[Brontekst]

Toen Happy Chisenga aanbood om als gewone pionier in de Centrum-Provincie van Zambia te gaan dienen, werd hij tot zijn verbazing uitgenodigd om in plaats daarvan naar een geïsoleerd gebied in de buurt van Njombe (Tanzania) te gaan. „Bij het zien van het woord ’geïsoleerd’ dachten mijn vrouw en ik dat we met verkondigers in een afgelegen gebied zouden samenwerken. We kwamen er al gauw achter dat wij de eersten waren die daar zouden prediken. Als we mensen in hun eigen bijbel de naam Jehovah en uitdrukkingen als Armageddon lieten zien, stonden ze versteld. Ze noemden mijn vrouw al snel Armageddon en mij Jehovah. Toen we ten slotte naar Arusha werden overgeplaatst, lieten we een groep stabiele verkondigers achter.”
In 1957 kreeg William Lamp Chisenga een toewijzing als speciale pionier in de bergen rond Mbeya (Tanzania). „Toen mijn vrouw, Mary, onze twee kinderen en ik in november arriveerden, brachten we de hele nacht op het busstation door omdat de plaatselijke hotels vol zaten. Het was koud en regenachtig die nacht, maar we waren vooral benieuwd hoe Jehovah de zaken zou regelen. De volgende ochtend liet ik mijn gezin op het station achter en ging onderdak zoeken. Ik had geen idee waar ik heen moest, maar ik nam een stel Wachttorens mee. Ik had al een aantal tijdschriften verspreid toen ik bij het postkantoor een man ontmoette die Johnson heette. Hij wilde weten waar ik vandaan kwam en waar ik heen ging. Ik vertelde hem dat ik gekomen was om het goede nieuws te prediken. Toen hij hoorde dat ik een van Jehovah’s Getuigen was, vertelde hij dat hij oorspronkelijk uit Lundazi kwam, in de Oost-Provincie van Zambia, en dat hij een gedoopte Getuige was die inactief was geworden. We spraken af om mijn gezin en onze bezittingen naar zijn huis te brengen. Mettertijd werden Johnson en zijn vrouw weer geestelijk sterk en hielpen ze ons om Swahili te leren. Uiteindelijk keerde hij naar Zambia terug en werd hij een actieve prediker van het goede nieuws. Die ervaring heeft me geleerd nooit Jehovah’s vermogen om ons te helpen of onze eigen mogelijkheden om anderen te helpen te onderschatten.”

[Weergegeven rijen]
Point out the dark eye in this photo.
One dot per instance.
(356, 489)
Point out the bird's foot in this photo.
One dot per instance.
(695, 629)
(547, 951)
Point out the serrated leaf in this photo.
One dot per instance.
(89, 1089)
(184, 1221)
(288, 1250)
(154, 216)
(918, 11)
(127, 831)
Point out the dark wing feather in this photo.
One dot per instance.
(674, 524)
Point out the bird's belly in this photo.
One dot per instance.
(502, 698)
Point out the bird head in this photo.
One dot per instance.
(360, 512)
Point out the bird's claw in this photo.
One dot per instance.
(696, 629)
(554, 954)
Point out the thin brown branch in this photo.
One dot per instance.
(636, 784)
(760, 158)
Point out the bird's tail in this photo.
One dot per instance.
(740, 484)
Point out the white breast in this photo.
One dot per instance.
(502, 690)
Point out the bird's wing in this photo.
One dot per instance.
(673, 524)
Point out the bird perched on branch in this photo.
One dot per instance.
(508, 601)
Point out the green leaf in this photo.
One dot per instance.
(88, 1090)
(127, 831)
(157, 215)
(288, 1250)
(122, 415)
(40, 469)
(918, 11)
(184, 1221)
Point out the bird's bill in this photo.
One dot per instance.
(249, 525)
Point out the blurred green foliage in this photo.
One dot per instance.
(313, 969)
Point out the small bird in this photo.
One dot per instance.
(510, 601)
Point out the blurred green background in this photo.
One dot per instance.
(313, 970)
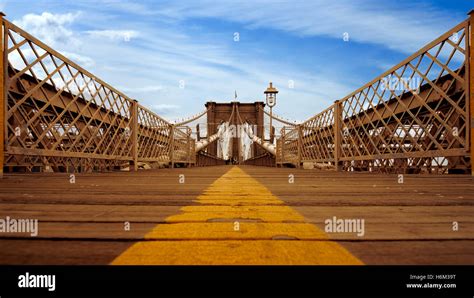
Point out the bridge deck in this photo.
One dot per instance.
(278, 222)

* * *

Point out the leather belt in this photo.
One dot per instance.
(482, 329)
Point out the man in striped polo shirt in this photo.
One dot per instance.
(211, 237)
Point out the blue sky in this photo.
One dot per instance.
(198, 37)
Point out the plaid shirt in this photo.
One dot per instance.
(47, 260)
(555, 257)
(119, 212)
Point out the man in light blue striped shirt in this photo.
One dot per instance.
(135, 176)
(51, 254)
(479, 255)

[Opdrachten]
1/ Noem alle personen die in de brontekst over de pioniers in Tanzania met hun naam worden aangeduid.
2/ Schrijf de tekst over de pioniers in Tanzania verder, beginnend na de laatste zin.
U hebt de rijen hier niet nodig.

[Antwoorden per opdracht]
1/ Happy Chisenga, William Lamp Chisenga, Mary, Johnson

2/
Bernard Musinga bezocht als volletijdprediker met zijn vrouw, Pauline, en hun nog jonge kinderen zulke uiteenlopende gebieden als Oeganda, Kenia en Ethiopië. Over een bezoek aan de Seychellen vertelt Bernard: „In 1976 kreeg ik de toewijzing een groep op het prachtige eiland Praslin te bezoeken. De mensen daar waren streng katholiek, en er waren misverstanden gerezen. Het zoontje van een nieuwe verkondiger had bijvoorbeeld bij de rekenles geweigerd het plusteken te gebruiken omdat het volgens hem een kruis was en hij niet in het kruis geloofde. Daarop waren enkele voorgangers met de bizarre beschuldiging gekomen dat Jehovah’s Getuigen hun kinderen geen rekenen laten leren. In een gesprek met de minister van Onderwijs zetten we respectvol onze geloofsovertuigingen uiteen en ruimden we dat misverstand uit de weg. De goede verstandhouding die we met de minister opbouwden, leidde ertoe dat er zendelingen het land in mochten.”
[Illustratie]
Happy Mwaba Chisenga
[Illustratie]
William Lamp Chisenga
[Illustratie]
Bernard en Pauline Musinga
[Kader/Illustratie op blz. 191, 192]
„Je vergooit je toekomst!”
Mukosiku Sinaali
Geboren: 1928
Gedoopt: 1951
Profiel: Afgestudeerde van Gilead en voormalig vertaler; momenteel dient hij als gemeenteouderling.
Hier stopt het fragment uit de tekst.